> Source extract
- - - - - - -

Grossmann is confident that the Brook Crompton business can be turned around. Compared to the £75m turnover that Brook used to enjoy in its heyday, the current figure of around £20m is "nothing," he says. "We definitely need figures close to £40m in 2-3 years` time".

Grossmann`s deputy, Neil Stewardson, has been talking to MDs at some of Brook`s former UK customers, who have told him that they left because Brook had let them down badly. But, he adds, they also say that if Brook Crompton can prove itself on deliveries and customer service, they will return. Moreover, some of the MDs admit that they are not particularly happy with their new suppliers which, they say, are not much better than Brook has been in recent years.

"There`s certainly an opportunity to take market share back again," Stewardson concludes. "I would like to think that within three years, we could have a third or more of the market again," he says, adding that by that stage ATB will have to repay its bank loans "so we need to make it pay before then.

"We`ve got ambitious plans to grow quickly," Stewardson emphasizes. "We won`t just be waiting for it to happen."

A key aspect of these plans is a need to revitalise Brook`s Huddersfield headquarters (shown above). "Going back three or four years," says Stewardson, "Brook`s sales organisation worked very well because it was all controlled centrally from Huddersfield - setting prices, and providing sales support and customer services.

"Over the past couple of years that`s become confused," he continues. "The different factories have been going off and doing their own thing. We intend to bring it all back to Huddersfield." Separate sales channels are likely to be established for build-to-order, engineered products, and for build-to-stock standard products.

Decisions still need to be taken on what will happen at Brook Crompton`s sole remaining manufacturing site in the UK - in Blackheath, Birmingham. L-J`s lease runs out at the end of the year, and the owner plans to redevelop the site. At present, Blackheath produces DC motors and customer-specific products. DC motors are also manufactured at L-J`s Dalian plant in China, so this work may be centralised there. The specialised manufacturing may be relocated to another site in the Blackheath area.

- - - - - - -

> Items
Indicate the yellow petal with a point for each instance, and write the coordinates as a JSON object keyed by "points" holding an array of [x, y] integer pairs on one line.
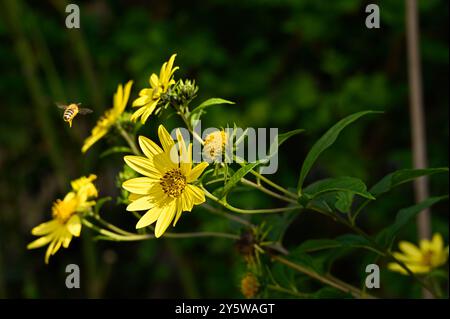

- - - - - - -

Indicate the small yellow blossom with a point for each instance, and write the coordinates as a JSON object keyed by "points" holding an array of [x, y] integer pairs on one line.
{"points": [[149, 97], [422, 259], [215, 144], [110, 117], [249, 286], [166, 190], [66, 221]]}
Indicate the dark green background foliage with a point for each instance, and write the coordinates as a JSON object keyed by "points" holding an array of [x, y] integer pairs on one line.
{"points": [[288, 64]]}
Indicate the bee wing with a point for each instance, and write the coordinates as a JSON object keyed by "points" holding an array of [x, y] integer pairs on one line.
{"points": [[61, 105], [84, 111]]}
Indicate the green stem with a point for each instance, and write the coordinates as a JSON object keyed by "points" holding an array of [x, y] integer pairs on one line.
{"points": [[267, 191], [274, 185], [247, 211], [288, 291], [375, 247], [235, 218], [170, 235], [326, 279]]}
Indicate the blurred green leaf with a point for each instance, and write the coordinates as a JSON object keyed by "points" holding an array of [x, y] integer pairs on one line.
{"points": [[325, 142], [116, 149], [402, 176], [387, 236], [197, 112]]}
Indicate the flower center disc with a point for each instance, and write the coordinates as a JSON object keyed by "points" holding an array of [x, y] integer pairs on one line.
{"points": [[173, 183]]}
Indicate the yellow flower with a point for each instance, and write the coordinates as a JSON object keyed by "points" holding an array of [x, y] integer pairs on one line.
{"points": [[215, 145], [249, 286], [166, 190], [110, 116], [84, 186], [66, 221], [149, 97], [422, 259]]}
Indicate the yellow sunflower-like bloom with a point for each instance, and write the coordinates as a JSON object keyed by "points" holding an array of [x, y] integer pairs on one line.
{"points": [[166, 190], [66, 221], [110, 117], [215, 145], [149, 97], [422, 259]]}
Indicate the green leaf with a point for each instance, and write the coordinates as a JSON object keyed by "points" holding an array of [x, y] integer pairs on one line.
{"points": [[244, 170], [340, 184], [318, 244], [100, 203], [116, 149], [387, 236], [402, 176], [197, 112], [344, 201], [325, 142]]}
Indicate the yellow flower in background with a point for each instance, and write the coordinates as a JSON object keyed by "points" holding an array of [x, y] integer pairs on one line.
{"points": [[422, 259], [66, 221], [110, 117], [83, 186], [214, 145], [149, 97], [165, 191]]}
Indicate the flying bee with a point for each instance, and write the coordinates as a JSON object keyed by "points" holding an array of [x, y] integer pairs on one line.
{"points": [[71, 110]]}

- - - - - - -

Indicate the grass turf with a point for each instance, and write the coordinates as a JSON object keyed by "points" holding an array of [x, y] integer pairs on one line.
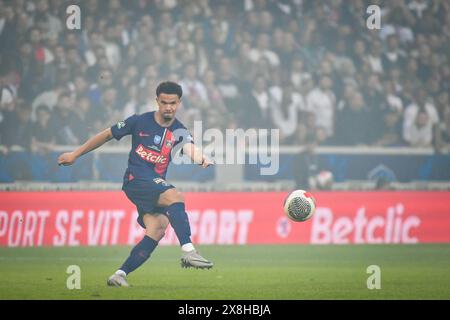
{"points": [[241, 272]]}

- - - - - - -

> Challenges
(1) In the article excerpt on Brook Crompton, what was the company's turnover in its heyday?
(2) Pull out every line of the listing that contains the string "green".
The article excerpt and the listing come from separate, unrelated sources.

> Results
(1) £75m

(2)
Indicate the dark green background foliage with a point for each instance, and write the coordinates as a JSON object keyed by "points" holding an array of [x, y] integer pairs on one line.
Indicate the green stem with a point for each instance, and write the coordinates as a JSON object keyed by "points" holding an array of [x, y] integer pairs on one line.
Indicate the blurred green leaf with a point for each instance, and write the coordinates as a JSON object keyed by "points" holding an array of [x, y] integer pairs on one line.
Indicate the green leaf with a point for each instance, and write the coordinates as a JSON object keyed by "points" holding an array of [x, y] integer pairs on one line.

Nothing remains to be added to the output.